[Photo-based referring expression data]
BEGIN

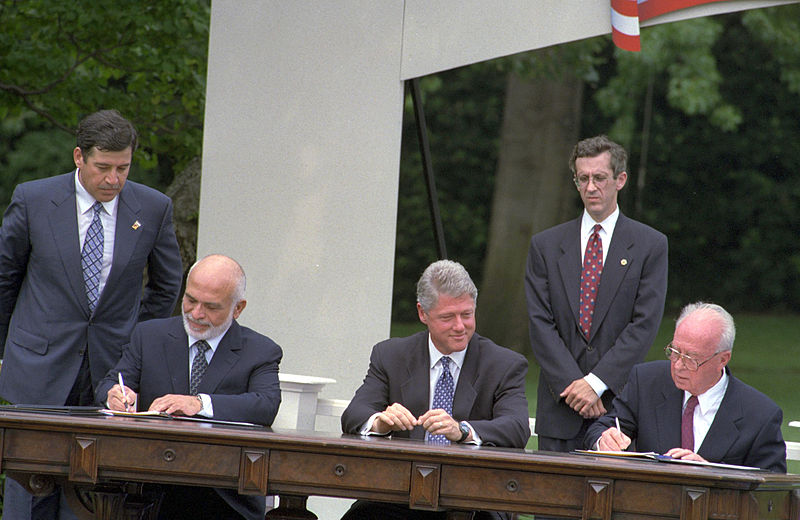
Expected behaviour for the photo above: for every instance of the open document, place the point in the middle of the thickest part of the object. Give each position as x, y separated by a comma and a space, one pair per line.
651, 455
165, 415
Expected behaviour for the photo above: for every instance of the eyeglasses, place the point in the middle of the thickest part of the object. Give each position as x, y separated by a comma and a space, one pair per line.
600, 180
688, 361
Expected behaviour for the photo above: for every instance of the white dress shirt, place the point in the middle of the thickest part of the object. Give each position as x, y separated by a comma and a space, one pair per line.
587, 225
435, 371
208, 409
108, 216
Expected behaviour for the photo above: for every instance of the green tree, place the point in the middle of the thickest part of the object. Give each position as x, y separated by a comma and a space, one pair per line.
64, 60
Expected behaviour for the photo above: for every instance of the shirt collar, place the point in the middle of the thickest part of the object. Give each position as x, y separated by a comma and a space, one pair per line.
86, 201
587, 223
435, 355
213, 342
711, 398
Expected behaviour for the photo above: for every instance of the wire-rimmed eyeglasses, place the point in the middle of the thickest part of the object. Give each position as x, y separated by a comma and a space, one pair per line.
688, 361
599, 180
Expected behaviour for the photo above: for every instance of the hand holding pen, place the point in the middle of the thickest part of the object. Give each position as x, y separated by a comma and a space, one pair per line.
613, 439
128, 397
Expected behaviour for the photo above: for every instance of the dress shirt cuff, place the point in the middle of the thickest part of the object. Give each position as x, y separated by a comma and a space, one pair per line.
365, 430
208, 409
476, 439
596, 383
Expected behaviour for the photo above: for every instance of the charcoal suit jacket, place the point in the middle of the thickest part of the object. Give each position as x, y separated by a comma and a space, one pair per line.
627, 314
45, 324
490, 393
746, 430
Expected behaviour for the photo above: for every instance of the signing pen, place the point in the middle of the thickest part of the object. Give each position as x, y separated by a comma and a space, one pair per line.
125, 397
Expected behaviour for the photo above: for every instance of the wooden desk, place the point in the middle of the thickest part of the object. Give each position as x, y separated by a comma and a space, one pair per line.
84, 453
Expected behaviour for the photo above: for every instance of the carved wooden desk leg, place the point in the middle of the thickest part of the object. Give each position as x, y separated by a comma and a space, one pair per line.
291, 507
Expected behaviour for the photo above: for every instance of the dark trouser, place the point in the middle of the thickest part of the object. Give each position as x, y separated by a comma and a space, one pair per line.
565, 445
363, 510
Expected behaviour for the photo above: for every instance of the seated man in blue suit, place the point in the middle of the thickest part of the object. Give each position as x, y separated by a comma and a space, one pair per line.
691, 407
445, 385
202, 363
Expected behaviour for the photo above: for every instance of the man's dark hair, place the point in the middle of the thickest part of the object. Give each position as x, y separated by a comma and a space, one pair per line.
594, 146
107, 131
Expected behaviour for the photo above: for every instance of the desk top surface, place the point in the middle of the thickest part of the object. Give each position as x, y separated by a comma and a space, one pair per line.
387, 448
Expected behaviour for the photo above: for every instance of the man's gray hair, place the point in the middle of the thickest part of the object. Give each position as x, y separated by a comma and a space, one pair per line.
241, 280
725, 319
444, 277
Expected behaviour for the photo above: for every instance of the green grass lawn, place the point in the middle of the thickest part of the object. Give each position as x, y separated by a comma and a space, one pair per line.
766, 355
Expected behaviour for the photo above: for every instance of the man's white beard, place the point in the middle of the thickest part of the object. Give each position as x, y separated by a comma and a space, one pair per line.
211, 331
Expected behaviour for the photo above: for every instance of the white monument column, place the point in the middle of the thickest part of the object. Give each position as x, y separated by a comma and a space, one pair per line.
300, 173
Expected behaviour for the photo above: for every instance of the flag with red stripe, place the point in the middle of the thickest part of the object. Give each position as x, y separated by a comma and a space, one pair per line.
626, 15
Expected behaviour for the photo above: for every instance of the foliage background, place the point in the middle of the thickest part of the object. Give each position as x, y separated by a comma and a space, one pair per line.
724, 141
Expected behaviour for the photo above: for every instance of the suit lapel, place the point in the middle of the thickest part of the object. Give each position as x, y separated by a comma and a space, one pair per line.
126, 235
415, 390
465, 395
617, 263
225, 356
724, 430
569, 266
668, 418
176, 354
64, 225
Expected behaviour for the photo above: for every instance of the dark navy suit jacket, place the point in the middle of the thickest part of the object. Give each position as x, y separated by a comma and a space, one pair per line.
242, 379
746, 430
629, 308
45, 324
490, 393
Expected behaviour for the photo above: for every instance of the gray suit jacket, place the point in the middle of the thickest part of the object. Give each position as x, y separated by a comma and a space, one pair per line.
490, 393
242, 379
746, 430
628, 311
45, 325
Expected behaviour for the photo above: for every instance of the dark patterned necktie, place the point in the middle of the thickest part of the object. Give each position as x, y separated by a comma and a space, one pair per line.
92, 257
590, 279
199, 366
443, 397
687, 424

END

ACTIVITY:
Repeat the records above exactly, without pictures.

ANSWER TO THIS EXERCISE:
Expected behaviour for the photo above: for every instance of the open document, place the point in the middle of the thickest part of the object. Give each position as x, y separated by a comma and a space, one pair per line.
651, 455
165, 415
Expected behaviour for the photo above: for every instance of the eyeglasses, place the point in the middle of the thickest part of the object. Give each position as x, y separated by a comma and a space, one pair per line.
600, 180
688, 361
Expected behaviour for the photo above: for every instance of the white dress shirt, place the point in the middle of the thickest part of the object. Give each position as x, y separated by a comma and a space, one pair per line.
587, 225
435, 371
208, 409
108, 216
Expected behaviour for the photo above: for every instance of the green tree, place the point in the middle of the thickest part of the object. Give each position as x, y separated by a comma and a space, one pair per line.
64, 60
Expected behaviour for the photo above: for every instance of the shirt collar, place the point in the middle of the thickest part of the object. Give each position as x, y separated by a comma and a space, one pair per line.
86, 201
587, 223
435, 355
213, 342
711, 398
Expected behaviour for the photo above: for every instance of the wire-rimmed eyeglasses, place the point in the middle of the thickest part of the object. Give each position as x, y separated by a comma and a space, one pair per line.
688, 361
599, 180
Expected behaviour for the photo above: for every instance of the hand holding pen, place the point in the middle of the thickest part of the object. Give each position as x, y separated by a comma and a space, one pair per line.
613, 439
128, 397
Expected behaviour for the photo above: for every instance of the dress shirt cuff, place the point in the middle of the thickest part of the object. Give each position as x, y separated by a comma and a space, one pair per line.
365, 430
208, 409
476, 439
596, 383
Expected behaviour for the photo above: for every instance of the charcoal suit jacket, place the point in the middle of the thickest part of the object. Give each position as x, y separated by a comma and a space, one pair per line.
627, 314
45, 324
490, 393
746, 430
Expected behaviour for the photo above: for every instance of the signing pen, place the point in the middle of the thickest part of the object. Give each position as x, y separated by a comma and a space, one pair per line.
125, 397
Expected behaviour for the photo above: for every instance of the wooden desk, place the point in the middle of the thickest part of the object. Give each position as x, y separated by a comma and a space, one pair per line.
84, 453
Expected behaviour for the photo above: for every instance of the carved wooden desk leg, place the point in the middle of the thickest part of the object. Give each position as x, y separated by a comma and a space, one pair per line.
291, 507
Expected behaviour for the photo above: for every instance of the dark trouser, place the point in the middle of the thickest part of the object. Give each position as x, y separated by a comma and a space, one pair per line.
565, 445
363, 510
Expected behaviour for the photo above: for every instance of the seated man in blue suit, place the point in the middle of the thickest part of the object. Give each position as x, y separated by a comma and a space, one pair per line.
691, 407
445, 385
202, 363
Expected behaviour for the photo above: for every instance of the man's dark hair, place the point in the middle of the thickest part of the object. Give each position as x, y separated by a comma and a space, one pair per line.
594, 146
107, 131
Expected behaviour for the photo above: for every instance of the desk top surface, place the point in the middle of the thickest part of the object. Give each position as x, y separated by a comma and a space, one pair per line.
387, 448
Expected behaviour for the photo above: for every instance of the man's gray hair, place the point in the middle of the thickest part of the object. Give each position as x, y separated by a comma and a space, one pair per line.
241, 280
725, 319
444, 277
Expected behaviour for the photo above: for every instance of the green grass lawn, place the point in the middle of the thickest part of the object. Give each position as x, y separated by a comma and a space, one pair per line.
766, 355
Expected behaviour for the photo above: for every instance of the man's white beard, place the point in the middle of the thickest part of the object. Give each position as x, y separated by a comma and a space, one pair per line.
211, 331
Expected behaviour for the photo above: for every instance of the white monument column, place the point in the middle of the thickest part of the object. Give each position as x, y separated by a comma and a space, one pair per line.
300, 173
Expected behaviour for the photo above: for every instance of the flag with red stripe, place the point in the middle of the thickest part of the object. Give each position as x, y separated by a comma and a space, one pair per line.
626, 15
Expected behaviour for the photo above: for every instance of the foliage background, place the point in the middle of the thickest part of the object. Give each position as x, y separated by a comma and a space, one pair per line.
724, 141
Expected behaviour for the photo above: for every instance of the suit lapel, place the point in the middle of the thickest part of the object. Give each position as x, y separated by a comma and a space, one pair per line.
126, 235
415, 390
465, 395
617, 263
225, 356
724, 430
569, 266
668, 418
176, 354
64, 225
Expected behaviour for the photo above: for every instance of the dark navy suit jacket, place the point in the middle of the thickest part of the object. Give each position as x, y separated by a comma and a space, one pair per line.
242, 379
746, 430
629, 308
45, 324
490, 393
Expected behaviour for the photo above: for every instance of the gray suit jacket, place the point in the middle of the thickest part of the object. Give each position as x, y separated by a comma and a space, one pair per line.
490, 393
242, 379
746, 430
628, 311
45, 325
Expected behaviour for the photo above: for every instance of the dark patterned necktie, place the point in the middle of the thickest part of the object. Give each position as x, y separated by a comma and a space, one pair per line.
92, 257
590, 279
199, 366
443, 397
687, 424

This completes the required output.